__Aim__
Rewrite every line of the entries below as a Markdown table with the columns Row and Line, numbering each row in order and omitting blank lines.
== Records for processing ==
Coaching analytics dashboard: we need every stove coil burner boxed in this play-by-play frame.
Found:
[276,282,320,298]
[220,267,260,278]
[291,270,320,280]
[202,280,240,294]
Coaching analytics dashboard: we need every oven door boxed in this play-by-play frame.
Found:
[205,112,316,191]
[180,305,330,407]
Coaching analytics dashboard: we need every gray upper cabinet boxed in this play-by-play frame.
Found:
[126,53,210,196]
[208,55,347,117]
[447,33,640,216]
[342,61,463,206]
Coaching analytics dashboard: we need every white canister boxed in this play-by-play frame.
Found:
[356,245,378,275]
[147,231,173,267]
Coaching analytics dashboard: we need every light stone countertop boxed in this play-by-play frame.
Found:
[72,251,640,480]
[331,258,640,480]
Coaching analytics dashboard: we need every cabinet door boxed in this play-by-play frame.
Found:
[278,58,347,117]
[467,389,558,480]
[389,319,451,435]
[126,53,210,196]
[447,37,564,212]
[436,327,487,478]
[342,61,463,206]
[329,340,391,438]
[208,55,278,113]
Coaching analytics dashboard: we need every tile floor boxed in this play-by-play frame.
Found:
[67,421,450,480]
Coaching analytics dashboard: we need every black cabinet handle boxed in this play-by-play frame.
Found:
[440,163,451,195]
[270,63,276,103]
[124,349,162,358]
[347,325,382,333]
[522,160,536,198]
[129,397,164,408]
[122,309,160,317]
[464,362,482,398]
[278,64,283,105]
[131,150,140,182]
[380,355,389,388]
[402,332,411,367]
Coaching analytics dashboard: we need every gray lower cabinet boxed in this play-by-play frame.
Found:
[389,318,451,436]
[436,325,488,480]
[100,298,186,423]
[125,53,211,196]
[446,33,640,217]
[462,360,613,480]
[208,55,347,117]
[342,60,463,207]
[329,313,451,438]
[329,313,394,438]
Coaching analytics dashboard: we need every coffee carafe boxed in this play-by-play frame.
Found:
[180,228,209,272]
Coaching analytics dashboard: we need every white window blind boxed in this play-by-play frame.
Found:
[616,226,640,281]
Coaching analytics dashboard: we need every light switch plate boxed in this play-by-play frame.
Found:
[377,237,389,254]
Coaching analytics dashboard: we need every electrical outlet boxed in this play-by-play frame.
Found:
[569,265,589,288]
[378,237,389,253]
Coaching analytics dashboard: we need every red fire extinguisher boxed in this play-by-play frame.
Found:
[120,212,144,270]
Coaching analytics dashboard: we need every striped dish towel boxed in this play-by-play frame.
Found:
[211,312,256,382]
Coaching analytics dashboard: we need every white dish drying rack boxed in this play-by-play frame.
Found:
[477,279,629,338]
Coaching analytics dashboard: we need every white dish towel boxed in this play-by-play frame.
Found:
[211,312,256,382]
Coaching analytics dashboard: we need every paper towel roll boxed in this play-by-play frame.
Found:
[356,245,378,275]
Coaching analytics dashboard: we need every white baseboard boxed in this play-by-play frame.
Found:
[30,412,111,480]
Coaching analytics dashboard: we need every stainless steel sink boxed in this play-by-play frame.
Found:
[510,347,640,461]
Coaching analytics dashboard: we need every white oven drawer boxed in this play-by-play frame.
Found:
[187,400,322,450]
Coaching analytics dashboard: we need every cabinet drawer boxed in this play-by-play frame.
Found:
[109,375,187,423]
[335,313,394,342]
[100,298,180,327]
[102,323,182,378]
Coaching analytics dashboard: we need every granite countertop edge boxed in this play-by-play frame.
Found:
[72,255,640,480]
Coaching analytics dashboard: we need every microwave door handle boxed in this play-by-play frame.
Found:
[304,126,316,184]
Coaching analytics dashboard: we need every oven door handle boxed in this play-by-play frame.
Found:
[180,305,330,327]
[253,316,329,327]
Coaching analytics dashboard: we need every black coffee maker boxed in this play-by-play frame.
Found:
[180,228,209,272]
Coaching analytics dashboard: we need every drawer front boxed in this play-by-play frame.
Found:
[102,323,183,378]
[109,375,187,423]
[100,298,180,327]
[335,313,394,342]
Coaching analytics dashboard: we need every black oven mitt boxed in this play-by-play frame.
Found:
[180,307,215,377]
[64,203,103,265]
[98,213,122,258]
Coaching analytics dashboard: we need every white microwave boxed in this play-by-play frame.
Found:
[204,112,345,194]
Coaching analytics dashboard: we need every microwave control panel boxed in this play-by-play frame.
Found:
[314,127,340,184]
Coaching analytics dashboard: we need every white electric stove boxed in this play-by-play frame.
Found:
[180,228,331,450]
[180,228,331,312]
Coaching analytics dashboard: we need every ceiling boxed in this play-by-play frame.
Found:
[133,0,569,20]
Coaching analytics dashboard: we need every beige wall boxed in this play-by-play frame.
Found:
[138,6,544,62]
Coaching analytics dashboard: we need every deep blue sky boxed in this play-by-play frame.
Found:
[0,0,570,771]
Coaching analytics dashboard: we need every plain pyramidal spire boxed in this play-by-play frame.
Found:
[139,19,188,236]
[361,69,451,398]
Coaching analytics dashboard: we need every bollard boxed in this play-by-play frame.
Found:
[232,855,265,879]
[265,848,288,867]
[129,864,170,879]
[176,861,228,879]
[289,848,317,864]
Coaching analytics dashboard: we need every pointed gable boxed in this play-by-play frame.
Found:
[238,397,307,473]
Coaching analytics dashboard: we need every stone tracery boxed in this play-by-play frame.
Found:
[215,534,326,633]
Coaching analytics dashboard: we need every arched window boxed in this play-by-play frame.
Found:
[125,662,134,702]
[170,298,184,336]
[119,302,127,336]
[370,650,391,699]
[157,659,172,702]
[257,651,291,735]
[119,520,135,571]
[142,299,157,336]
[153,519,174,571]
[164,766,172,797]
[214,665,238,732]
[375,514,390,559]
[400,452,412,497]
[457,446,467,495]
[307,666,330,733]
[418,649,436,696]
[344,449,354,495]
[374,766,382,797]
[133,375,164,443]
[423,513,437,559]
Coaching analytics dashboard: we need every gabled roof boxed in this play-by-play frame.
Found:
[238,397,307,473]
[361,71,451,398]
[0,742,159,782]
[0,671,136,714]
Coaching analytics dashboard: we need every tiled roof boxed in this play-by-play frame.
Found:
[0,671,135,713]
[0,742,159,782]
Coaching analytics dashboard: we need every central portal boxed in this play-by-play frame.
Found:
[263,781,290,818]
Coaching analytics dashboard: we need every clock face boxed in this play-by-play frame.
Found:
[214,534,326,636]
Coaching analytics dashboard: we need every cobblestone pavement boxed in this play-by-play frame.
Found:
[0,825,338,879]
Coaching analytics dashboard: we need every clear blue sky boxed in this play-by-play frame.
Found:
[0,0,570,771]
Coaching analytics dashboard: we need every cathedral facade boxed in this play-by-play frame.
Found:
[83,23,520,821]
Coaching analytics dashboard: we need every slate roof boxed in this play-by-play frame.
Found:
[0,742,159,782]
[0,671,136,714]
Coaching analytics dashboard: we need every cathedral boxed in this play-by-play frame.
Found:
===
__Reply__
| Row | Line |
|---|---|
| 1 | Coaching analytics dashboard: we need every stove coil burner boxed in this play-by-play frame. |
| 2 | Found: |
| 3 | [276,282,320,298] |
| 4 | [220,267,260,278] |
| 5 | [291,270,320,280] |
| 6 | [202,280,240,294] |
| 7 | Coaching analytics dashboard: we need every oven door boxed in this play-by-play frame. |
| 8 | Found: |
| 9 | [205,112,316,191] |
| 10 | [180,305,330,407] |
| 11 | Coaching analytics dashboard: we need every gray upper cabinet boxed in this play-by-play frame. |
| 12 | Found: |
| 13 | [126,53,210,196] |
| 14 | [208,55,347,117] |
| 15 | [447,33,640,216] |
| 16 | [342,61,463,206] |
| 17 | Coaching analytics dashboard: we need every white canister boxed in this play-by-play frame. |
| 18 | Found: |
| 19 | [356,245,378,275] |
| 20 | [147,231,173,267] |
| 21 | Coaching analytics dashboard: we need every light stone countertop boxed in this play-by-play frame. |
| 22 | Found: |
| 23 | [72,251,640,480] |
| 24 | [331,258,640,480] |
| 25 | Coaching analytics dashboard: we need every cabinet door boxed in this play-by-play frame. |
| 26 | Found: |
| 27 | [278,58,347,117] |
| 28 | [467,389,558,480] |
| 29 | [389,319,451,435] |
| 30 | [126,53,210,196] |
| 31 | [447,37,564,212] |
| 32 | [436,327,487,478] |
| 33 | [342,61,463,206] |
| 34 | [329,340,391,438] |
| 35 | [208,55,278,113] |
| 36 | Coaching analytics dashboard: we need every tile floor boxed in this play-by-play frame. |
| 37 | Found: |
| 38 | [67,421,450,480] |
| 39 | Coaching analytics dashboard: we need every black cabinet handle boxed in this play-by-play frame. |
| 40 | Found: |
| 41 | [440,163,451,195] |
| 42 | [270,63,276,103] |
| 43 | [124,349,162,358] |
| 44 | [347,325,382,333] |
| 45 | [522,160,536,198] |
| 46 | [129,397,164,408] |
| 47 | [122,309,160,317] |
| 48 | [464,362,482,398] |
| 49 | [278,64,283,105] |
| 50 | [131,150,140,182] |
| 51 | [380,355,389,388] |
| 52 | [402,332,411,367] |
| 53 | Coaching analytics dashboard: we need every gray lower cabinet boxed in this play-by-play frame. |
| 54 | Found: |
| 55 | [389,318,451,436] |
| 56 | [436,325,488,480] |
| 57 | [100,298,186,423] |
| 58 | [125,53,211,196] |
| 59 | [446,33,640,217] |
| 60 | [462,360,613,480] |
| 61 | [208,55,347,117] |
| 62 | [342,60,463,207] |
| 63 | [329,313,451,438] |
| 64 | [329,313,394,438] |
| 65 | Coaching analytics dashboard: we need every coffee carafe boxed in this play-by-play frame. |
| 66 | Found: |
| 67 | [180,228,209,272] |
| 68 | Coaching analytics dashboard: we need every white window blind boxed in this play-by-play frame. |
| 69 | Found: |
| 70 | [616,226,640,281] |
| 71 | Coaching analytics dashboard: we need every light switch plate boxed in this play-by-play frame. |
| 72 | Found: |
| 73 | [377,237,389,254] |
| 74 | Coaching analytics dashboard: we need every electrical outlet boxed in this play-by-play frame. |
| 75 | Found: |
| 76 | [569,265,589,288] |
| 77 | [378,237,389,253] |
| 78 | Coaching analytics dashboard: we need every red fire extinguisher boxed in this play-by-play frame. |
| 79 | Found: |
| 80 | [120,212,144,270] |
| 81 | Coaching analytics dashboard: we need every striped dish towel boxed in this play-by-play frame. |
| 82 | Found: |
| 83 | [211,312,256,382] |
| 84 | Coaching analytics dashboard: we need every white dish drying rack boxed in this play-by-play frame. |
| 85 | Found: |
| 86 | [477,279,629,338] |
| 87 | Coaching analytics dashboard: we need every white dish towel boxed in this play-by-play frame. |
| 88 | Found: |
| 89 | [211,312,256,382] |
| 90 | Coaching analytics dashboard: we need every paper towel roll boxed in this play-by-play frame. |
| 91 | Found: |
| 92 | [356,245,378,275] |
| 93 | Coaching analytics dashboard: we need every white baseboard boxed in this play-by-play frame. |
| 94 | Found: |
| 95 | [30,412,111,480] |
| 96 | Coaching analytics dashboard: we need every stainless steel sink boxed in this play-by-play frame. |
| 97 | Found: |
| 98 | [510,347,640,461] |
| 99 | Coaching analytics dashboard: we need every white oven drawer boxed in this play-by-play frame. |
| 100 | Found: |
| 101 | [187,400,322,450] |
| 102 | Coaching analytics dashboard: we need every cabinet drawer boxed in this play-by-play frame. |
| 103 | Found: |
| 104 | [109,375,187,423] |
| 105 | [335,313,394,342] |
| 106 | [100,298,180,327] |
| 107 | [102,323,182,378] |
| 108 | Coaching analytics dashboard: we need every granite countertop edge boxed in this play-by-play frame. |
| 109 | Found: |
| 110 | [72,255,640,480] |
| 111 | Coaching analytics dashboard: we need every microwave door handle boxed in this play-by-play frame. |
| 112 | Found: |
| 113 | [304,126,316,184] |
| 114 | Coaching analytics dashboard: we need every oven door handle boxed in this play-by-play frame. |
| 115 | Found: |
| 116 | [180,305,330,327] |
| 117 | [253,316,329,327] |
| 118 | Coaching analytics dashboard: we need every black coffee maker boxed in this play-by-play frame. |
| 119 | Found: |
| 120 | [180,228,209,272] |
| 121 | Coaching analytics dashboard: we need every drawer front boxed in this play-by-play frame. |
| 122 | Found: |
| 123 | [102,323,183,378] |
| 124 | [109,375,187,423] |
| 125 | [100,298,180,327] |
| 126 | [335,313,394,342] |
| 127 | Coaching analytics dashboard: we need every black oven mitt boxed in this play-by-play frame. |
| 128 | Found: |
| 129 | [180,307,215,377] |
| 130 | [64,203,103,265] |
| 131 | [98,213,122,258] |
| 132 | Coaching analytics dashboard: we need every white microwave boxed in this play-by-play frame. |
| 133 | Found: |
| 134 | [204,112,345,194] |
| 135 | Coaching analytics dashboard: we need every microwave control panel boxed in this play-by-play frame. |
| 136 | Found: |
| 137 | [314,127,340,184] |
| 138 | Coaching analytics dashboard: we need every white electric stove boxed in this play-by-play frame. |
| 139 | Found: |
| 140 | [180,228,331,450] |
| 141 | [180,228,331,312] |
| 142 | Coaching analytics dashboard: we need every ceiling boxed in this play-by-play frame. |
| 143 | Found: |
| 144 | [133,0,569,20] |
| 145 | Coaching analytics dashboard: we need every beige wall boxed in this play-by-play frame. |
| 146 | Found: |
| 147 | [138,6,544,62] |
| 148 | Coaching analytics dashboard: we need every deep blue sky boxed in this play-by-play frame. |
| 149 | Found: |
| 150 | [0,0,570,771] |
| 151 | Coaching analytics dashboard: we need every plain pyramidal spire boxed in this play-by-play frame. |
| 152 | Found: |
| 153 | [139,19,188,236] |
| 154 | [361,69,451,398] |
| 155 | Coaching analytics dashboard: we need every bollard boxed in this play-by-play frame. |
| 156 | Found: |
| 157 | [232,855,265,879] |
| 158 | [265,848,288,867] |
| 159 | [129,864,170,879] |
| 160 | [176,861,228,879] |
| 161 | [289,848,317,864] |
| 162 | Coaching analytics dashboard: we need every pointed gable boxed in this play-by-play frame. |
| 163 | Found: |
| 164 | [238,397,307,473] |
| 165 | Coaching analytics dashboard: we need every stone tracery boxed in this play-by-play frame. |
| 166 | Found: |
| 167 | [215,534,326,633] |
| 168 | Coaching analytics dashboard: we need every arched window boxed in this play-by-play frame. |
| 169 | Found: |
| 170 | [125,662,134,702] |
| 171 | [170,298,184,336] |
| 172 | [119,302,127,336] |
| 173 | [370,650,391,699] |
| 174 | [157,659,172,702] |
| 175 | [257,651,291,735] |
| 176 | [119,520,135,571] |
| 177 | [142,299,157,336] |
| 178 | [153,519,174,571] |
| 179 | [164,766,172,797] |
| 180 | [214,665,238,732] |
| 181 | [375,514,390,559] |
| 182 | [400,452,412,497] |
| 183 | [457,446,467,495] |
| 184 | [307,666,330,733] |
| 185 | [418,649,436,696] |
| 186 | [344,449,354,495] |
| 187 | [374,766,382,797] |
| 188 | [133,375,164,443] |
| 189 | [423,513,437,559] |
| 190 | Coaching analytics dashboard: we need every gabled roof boxed in this play-by-play frame. |
| 191 | Found: |
| 192 | [238,397,307,473] |
| 193 | [361,71,451,398] |
| 194 | [0,742,159,782] |
| 195 | [0,671,136,714] |
| 196 | Coaching analytics dashboard: we need every tiled roof boxed in this play-by-play frame. |
| 197 | Found: |
| 198 | [0,671,135,713] |
| 199 | [0,742,159,782] |
| 200 | Coaching analytics dashboard: we need every central portal boxed in this play-by-play frame. |
| 201 | Found: |
| 202 | [263,781,290,818] |
| 203 | Coaching analytics dashboard: we need every clock face boxed in this play-by-play frame. |
| 204 | Found: |
| 205 | [214,534,326,636] |
| 206 | Coaching analytics dashboard: we need every cobblestone pavement boxed in this play-by-play frame. |
| 207 | Found: |
| 208 | [0,825,338,879] |
| 209 | Coaching analytics dashboard: we need every clear blue sky boxed in this play-by-play frame. |
| 210 | Found: |
| 211 | [0,0,570,771] |
| 212 | Coaching analytics dashboard: we need every cathedral facade boxed in this play-by-play frame. |
| 213 | Found: |
| 214 | [83,23,520,821] |
| 215 | Coaching analytics dashboard: we need every slate roof boxed in this play-by-play frame. |
| 216 | Found: |
| 217 | [0,742,159,782] |
| 218 | [0,671,136,714] |
| 219 | Coaching analytics dashboard: we need every cathedral boxed in this play-by-play frame. |
| 220 | Found: |